▶ [Exercise directions]: Repeat the data exactly, please.

*** Records supplied Section Begins ***

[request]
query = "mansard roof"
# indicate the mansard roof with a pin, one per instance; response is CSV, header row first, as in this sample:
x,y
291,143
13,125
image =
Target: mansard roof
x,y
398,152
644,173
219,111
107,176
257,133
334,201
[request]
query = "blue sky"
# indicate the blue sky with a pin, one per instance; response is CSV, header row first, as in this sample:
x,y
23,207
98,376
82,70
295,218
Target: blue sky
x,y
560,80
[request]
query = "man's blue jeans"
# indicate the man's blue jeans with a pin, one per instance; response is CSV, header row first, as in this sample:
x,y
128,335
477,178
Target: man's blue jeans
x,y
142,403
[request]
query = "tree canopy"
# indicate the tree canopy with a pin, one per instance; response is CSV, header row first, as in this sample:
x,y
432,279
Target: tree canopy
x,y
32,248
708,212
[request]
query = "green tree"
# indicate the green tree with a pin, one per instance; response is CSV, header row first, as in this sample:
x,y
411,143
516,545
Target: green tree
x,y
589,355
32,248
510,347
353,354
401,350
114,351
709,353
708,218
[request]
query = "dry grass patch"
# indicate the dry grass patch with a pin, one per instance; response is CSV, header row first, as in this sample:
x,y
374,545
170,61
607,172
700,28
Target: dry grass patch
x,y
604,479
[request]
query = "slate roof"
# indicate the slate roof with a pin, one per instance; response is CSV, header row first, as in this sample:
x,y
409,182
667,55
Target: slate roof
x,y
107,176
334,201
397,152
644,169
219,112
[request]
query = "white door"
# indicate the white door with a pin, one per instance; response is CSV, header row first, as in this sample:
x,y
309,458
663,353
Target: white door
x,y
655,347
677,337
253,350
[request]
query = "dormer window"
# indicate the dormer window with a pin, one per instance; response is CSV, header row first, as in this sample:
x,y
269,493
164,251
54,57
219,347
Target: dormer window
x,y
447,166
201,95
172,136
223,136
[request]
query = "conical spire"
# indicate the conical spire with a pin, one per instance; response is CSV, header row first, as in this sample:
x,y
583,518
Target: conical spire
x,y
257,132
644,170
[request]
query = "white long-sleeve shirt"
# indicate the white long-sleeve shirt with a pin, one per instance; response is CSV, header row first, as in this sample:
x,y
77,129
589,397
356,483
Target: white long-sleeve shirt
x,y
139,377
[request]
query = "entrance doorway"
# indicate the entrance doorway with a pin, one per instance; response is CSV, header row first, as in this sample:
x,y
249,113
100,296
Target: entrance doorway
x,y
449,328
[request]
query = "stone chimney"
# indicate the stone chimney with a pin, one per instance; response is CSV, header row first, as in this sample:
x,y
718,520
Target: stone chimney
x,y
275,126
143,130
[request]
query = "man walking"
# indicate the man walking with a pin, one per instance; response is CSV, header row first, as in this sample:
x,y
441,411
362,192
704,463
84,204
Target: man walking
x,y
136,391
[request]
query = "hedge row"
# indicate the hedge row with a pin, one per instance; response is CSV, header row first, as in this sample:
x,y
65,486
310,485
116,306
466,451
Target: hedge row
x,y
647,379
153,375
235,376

*** Records supplied Section Ends ***

▶ [Solved exercise]:
[request]
query = "mansard roof"
# indicate the mansard roof with a pin, one per instance; response is CSV, header row first, as in this sample:
x,y
291,143
13,125
image =
Target: mansard roof
x,y
398,152
644,173
219,111
107,176
257,133
334,201
[request]
query = "blue sky"
# indicate the blue sky with a pin, one per instance; response is CSV, header row first, as in this sample:
x,y
23,207
98,376
82,70
295,218
Target: blue sky
x,y
560,80
[request]
query = "man's blue jeans"
# indicate the man's blue jeans with a pin, one per instance; response is CSV, header row first, as in this sample:
x,y
128,335
477,178
Target: man's blue jeans
x,y
142,403
[request]
query = "tree canopy"
# indicate the tree canopy with a pin, one per instance; response is CSV, header row first, as in this sample:
x,y
432,279
Target: tree canopy
x,y
32,248
708,212
[request]
query = "green tree"
# indicate the green tree with a pin, one per instance; response is CSV, header row first, as in this sample:
x,y
411,143
516,545
Target: green tree
x,y
589,355
32,248
510,347
353,354
401,350
114,351
709,353
708,218
[request]
query = "dry grass patch"
# indicate the dry grass patch with a pin, one per instance; response is CSV, header row first, as in this sample:
x,y
374,545
170,61
607,172
700,28
Target: dry grass patch
x,y
604,479
[request]
query = "slate roof"
# indicate the slate roof with a pin, one per instance; response is CSV, header row first, as in this sample:
x,y
409,182
667,55
Target: slate roof
x,y
107,176
334,201
397,152
644,169
219,112
[request]
query = "white door"
# indicate the white door with a pin, one per instance; response is CSV, header row first, as in this sample:
x,y
309,458
663,353
Target: white door
x,y
655,347
677,337
253,350
[request]
query = "dormer window"
# indicate the dormer window with a pin, one per instance; response is CSV, header row first, as in this sample:
x,y
269,493
164,251
54,57
219,347
Target: dormer window
x,y
447,166
201,95
172,136
223,136
[request]
query = "conical spire"
# indicate the conical spire with a pin, one per instance; response is CSV, header row first, as in this sample:
x,y
583,518
Target: conical spire
x,y
257,132
644,170
[request]
query = "white long-sleeve shirt"
# indicate the white long-sleeve shirt with a pin, one per instance; response is CSV, header row first, as in this sample:
x,y
77,129
589,397
356,483
Target: white long-sleeve shirt
x,y
139,377
[request]
query = "entrance doorway"
# indicate the entrance doorway with a pin, one per instance; response is CSV, header row first, as in this sample:
x,y
249,113
100,296
Target: entrance doorway
x,y
449,328
[request]
query = "stone chimney"
# indicate the stone chimney with a pin, one per instance; response is CSV, header row first, as in this sample:
x,y
718,520
Target: stone chimney
x,y
275,126
143,130
[request]
query = "man walking"
# indicate the man walking with a pin, one per instance; response is CSV, header row first, as in this sample:
x,y
441,411
362,192
704,463
84,204
Target: man walking
x,y
136,391
[request]
query = "hedge row"
# indicate the hedge row with a pin, one per instance; response is CSV, header row first, as in this sample:
x,y
65,486
310,485
116,306
466,451
Target: hedge row
x,y
647,379
153,375
235,376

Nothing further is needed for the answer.